### Do this
Arrange the lines of the listing below as a numbered list, leaving out blank lines and any pictures.

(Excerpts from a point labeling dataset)
_ _ _ _ _ _ _

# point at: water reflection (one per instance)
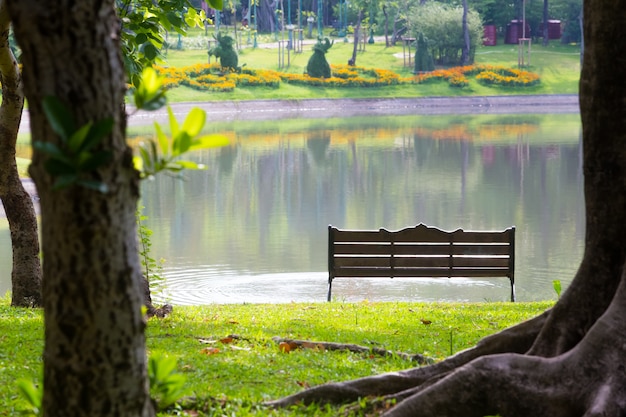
(252, 227)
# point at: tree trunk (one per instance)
(18, 206)
(466, 39)
(568, 361)
(386, 26)
(546, 26)
(357, 35)
(94, 355)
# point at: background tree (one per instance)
(94, 357)
(465, 52)
(145, 24)
(442, 25)
(74, 76)
(546, 26)
(18, 206)
(423, 60)
(567, 361)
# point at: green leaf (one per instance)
(209, 141)
(164, 141)
(141, 38)
(94, 185)
(174, 128)
(94, 160)
(149, 94)
(189, 165)
(59, 117)
(31, 393)
(150, 51)
(64, 181)
(138, 162)
(181, 143)
(57, 167)
(51, 150)
(194, 122)
(216, 4)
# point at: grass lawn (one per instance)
(558, 66)
(226, 352)
(236, 375)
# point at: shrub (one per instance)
(318, 66)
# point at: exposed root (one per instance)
(292, 344)
(517, 339)
(589, 380)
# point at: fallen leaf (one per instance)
(233, 347)
(210, 351)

_ _ _ _ _ _ _

### Answer for this exercise
1. # point at: water reflection (one per instance)
2. (252, 227)
3. # point at: tree trunk (one per instance)
4. (18, 206)
5. (466, 39)
6. (568, 361)
7. (386, 26)
8. (546, 26)
9. (357, 35)
10. (94, 355)
11. # point at: background tree (one per instance)
12. (94, 357)
13. (465, 52)
14. (145, 24)
15. (442, 25)
16. (74, 76)
17. (546, 26)
18. (18, 206)
19. (423, 60)
20. (567, 361)
21. # point at: green leaf (one per instance)
22. (209, 141)
23. (164, 141)
24. (141, 38)
25. (94, 185)
26. (174, 128)
27. (94, 160)
28. (149, 94)
29. (189, 165)
30. (59, 117)
31. (31, 393)
32. (150, 51)
33. (64, 181)
34. (138, 162)
35. (181, 143)
36. (57, 167)
37. (51, 150)
38. (194, 122)
39. (216, 4)
40. # point at: grass lawn (one per instance)
41. (558, 66)
42. (226, 352)
43. (236, 375)
44. # point at: shrub (one per instance)
45. (318, 66)
46. # point at: exposed root (one per instance)
47. (292, 344)
48. (517, 339)
49. (589, 380)
50. # point at: fallen leaf (one per instance)
51. (233, 347)
52. (210, 351)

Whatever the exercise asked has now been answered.